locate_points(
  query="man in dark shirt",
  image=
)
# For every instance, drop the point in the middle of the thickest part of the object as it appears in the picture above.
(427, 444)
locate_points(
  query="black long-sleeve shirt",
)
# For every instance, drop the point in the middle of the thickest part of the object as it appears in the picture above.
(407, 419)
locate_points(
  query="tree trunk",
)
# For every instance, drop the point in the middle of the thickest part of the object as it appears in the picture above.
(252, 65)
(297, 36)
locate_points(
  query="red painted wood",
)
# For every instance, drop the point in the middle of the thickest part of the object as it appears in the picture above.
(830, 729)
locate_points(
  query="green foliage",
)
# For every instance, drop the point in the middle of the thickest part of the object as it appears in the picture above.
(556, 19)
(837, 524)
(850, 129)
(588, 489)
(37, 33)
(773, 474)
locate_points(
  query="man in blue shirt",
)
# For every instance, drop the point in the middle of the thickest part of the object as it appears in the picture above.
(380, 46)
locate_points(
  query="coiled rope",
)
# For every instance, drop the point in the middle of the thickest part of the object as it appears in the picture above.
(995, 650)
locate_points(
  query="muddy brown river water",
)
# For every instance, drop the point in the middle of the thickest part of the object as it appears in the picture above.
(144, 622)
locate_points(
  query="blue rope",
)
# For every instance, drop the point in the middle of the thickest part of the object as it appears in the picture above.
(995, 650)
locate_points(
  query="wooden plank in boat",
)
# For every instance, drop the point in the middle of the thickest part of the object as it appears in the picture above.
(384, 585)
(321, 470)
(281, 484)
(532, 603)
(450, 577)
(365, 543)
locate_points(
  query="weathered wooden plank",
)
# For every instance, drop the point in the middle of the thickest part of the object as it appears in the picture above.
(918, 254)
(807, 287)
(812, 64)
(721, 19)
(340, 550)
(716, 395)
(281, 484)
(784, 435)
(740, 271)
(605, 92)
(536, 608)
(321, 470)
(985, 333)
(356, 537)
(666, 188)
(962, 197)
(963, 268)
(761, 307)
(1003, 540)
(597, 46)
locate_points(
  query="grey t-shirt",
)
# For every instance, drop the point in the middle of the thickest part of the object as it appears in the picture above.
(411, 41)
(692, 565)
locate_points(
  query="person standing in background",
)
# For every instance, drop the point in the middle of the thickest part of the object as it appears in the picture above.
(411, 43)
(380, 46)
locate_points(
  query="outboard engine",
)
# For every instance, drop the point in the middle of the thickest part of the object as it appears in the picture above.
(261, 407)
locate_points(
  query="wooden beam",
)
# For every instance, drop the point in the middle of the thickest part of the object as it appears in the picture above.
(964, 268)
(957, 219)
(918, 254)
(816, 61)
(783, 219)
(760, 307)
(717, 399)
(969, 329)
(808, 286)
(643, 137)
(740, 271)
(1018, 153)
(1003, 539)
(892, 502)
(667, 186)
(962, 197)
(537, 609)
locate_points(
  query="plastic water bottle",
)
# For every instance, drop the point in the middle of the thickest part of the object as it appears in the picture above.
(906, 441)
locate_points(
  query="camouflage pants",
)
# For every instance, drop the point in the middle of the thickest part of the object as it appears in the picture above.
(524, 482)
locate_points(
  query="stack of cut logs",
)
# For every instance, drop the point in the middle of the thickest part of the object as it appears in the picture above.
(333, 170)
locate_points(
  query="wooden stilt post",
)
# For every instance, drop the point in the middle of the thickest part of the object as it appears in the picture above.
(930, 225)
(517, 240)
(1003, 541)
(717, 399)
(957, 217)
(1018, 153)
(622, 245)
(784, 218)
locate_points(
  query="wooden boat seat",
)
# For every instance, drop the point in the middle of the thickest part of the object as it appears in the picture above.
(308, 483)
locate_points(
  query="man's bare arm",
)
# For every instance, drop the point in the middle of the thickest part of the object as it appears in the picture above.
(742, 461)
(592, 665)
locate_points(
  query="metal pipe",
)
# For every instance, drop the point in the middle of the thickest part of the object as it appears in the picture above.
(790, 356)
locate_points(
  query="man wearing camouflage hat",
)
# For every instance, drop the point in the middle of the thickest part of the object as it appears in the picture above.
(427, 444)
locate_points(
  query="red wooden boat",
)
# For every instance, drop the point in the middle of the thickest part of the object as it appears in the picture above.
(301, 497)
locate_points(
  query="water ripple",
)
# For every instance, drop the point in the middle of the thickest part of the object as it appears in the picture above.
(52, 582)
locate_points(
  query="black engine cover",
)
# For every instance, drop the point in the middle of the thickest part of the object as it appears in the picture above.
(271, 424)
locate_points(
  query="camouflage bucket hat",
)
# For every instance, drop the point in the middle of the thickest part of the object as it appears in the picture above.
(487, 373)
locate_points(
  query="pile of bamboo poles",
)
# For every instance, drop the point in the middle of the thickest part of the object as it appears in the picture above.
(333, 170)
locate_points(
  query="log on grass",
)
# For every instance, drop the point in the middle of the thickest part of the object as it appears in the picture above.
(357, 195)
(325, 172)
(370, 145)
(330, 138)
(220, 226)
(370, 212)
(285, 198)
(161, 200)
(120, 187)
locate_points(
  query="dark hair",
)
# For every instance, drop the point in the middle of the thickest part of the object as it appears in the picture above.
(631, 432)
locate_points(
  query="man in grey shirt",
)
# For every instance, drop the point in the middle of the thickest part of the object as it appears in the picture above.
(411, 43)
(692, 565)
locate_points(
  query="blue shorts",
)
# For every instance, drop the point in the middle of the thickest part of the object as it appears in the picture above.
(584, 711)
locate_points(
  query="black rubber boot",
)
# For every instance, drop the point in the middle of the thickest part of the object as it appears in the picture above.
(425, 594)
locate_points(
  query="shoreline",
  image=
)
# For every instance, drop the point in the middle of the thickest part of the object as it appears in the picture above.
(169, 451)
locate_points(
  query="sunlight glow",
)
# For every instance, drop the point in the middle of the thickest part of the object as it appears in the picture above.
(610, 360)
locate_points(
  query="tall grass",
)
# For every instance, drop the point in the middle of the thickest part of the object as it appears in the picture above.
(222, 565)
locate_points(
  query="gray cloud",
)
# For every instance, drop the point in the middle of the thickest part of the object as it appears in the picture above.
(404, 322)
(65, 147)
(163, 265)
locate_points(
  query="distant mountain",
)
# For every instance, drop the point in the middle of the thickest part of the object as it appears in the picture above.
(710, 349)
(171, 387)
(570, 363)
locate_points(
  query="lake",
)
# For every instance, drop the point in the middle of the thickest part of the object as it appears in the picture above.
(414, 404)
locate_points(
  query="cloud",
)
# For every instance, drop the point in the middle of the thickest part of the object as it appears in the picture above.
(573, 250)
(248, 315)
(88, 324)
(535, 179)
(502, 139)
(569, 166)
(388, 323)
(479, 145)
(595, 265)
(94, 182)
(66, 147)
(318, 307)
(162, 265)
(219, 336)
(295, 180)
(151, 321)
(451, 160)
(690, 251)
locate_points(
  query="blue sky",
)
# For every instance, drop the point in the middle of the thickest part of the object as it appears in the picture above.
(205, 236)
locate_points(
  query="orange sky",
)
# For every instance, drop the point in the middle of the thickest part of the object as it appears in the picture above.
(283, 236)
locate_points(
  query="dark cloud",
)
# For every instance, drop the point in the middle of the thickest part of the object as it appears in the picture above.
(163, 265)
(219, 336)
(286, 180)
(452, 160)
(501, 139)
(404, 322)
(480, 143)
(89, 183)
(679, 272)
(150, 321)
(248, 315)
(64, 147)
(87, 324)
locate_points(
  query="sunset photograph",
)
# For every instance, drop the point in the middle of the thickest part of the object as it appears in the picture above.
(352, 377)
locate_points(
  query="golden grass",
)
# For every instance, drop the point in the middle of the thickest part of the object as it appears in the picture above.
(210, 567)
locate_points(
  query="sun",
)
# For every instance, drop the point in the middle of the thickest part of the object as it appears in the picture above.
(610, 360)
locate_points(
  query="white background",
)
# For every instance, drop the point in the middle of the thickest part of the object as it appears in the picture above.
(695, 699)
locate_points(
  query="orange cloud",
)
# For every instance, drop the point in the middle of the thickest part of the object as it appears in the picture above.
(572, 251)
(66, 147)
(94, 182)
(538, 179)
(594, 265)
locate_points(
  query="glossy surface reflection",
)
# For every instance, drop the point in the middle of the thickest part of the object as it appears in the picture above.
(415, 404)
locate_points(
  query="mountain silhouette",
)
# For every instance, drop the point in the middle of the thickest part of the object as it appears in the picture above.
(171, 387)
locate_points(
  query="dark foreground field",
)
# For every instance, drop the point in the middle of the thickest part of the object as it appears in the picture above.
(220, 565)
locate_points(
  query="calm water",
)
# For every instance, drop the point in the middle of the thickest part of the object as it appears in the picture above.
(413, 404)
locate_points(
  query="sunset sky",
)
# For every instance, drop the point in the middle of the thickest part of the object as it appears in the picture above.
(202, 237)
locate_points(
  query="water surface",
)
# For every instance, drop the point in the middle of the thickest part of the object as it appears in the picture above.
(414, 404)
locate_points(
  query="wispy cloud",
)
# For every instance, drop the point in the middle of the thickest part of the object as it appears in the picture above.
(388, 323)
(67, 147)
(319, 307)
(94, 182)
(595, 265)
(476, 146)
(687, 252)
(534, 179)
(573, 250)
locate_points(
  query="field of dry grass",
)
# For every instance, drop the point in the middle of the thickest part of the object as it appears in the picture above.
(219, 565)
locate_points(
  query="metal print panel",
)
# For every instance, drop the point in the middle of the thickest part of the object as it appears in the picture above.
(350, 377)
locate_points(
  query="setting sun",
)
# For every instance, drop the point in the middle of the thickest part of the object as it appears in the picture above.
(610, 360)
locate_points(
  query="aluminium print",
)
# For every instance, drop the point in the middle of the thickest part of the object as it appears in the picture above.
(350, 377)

----

**PROBLEM STATEMENT**
Select every line of the items that contains the string "field".

**FULL OUTPUT**
  query="dark foreground field",
  query="field of dry grass",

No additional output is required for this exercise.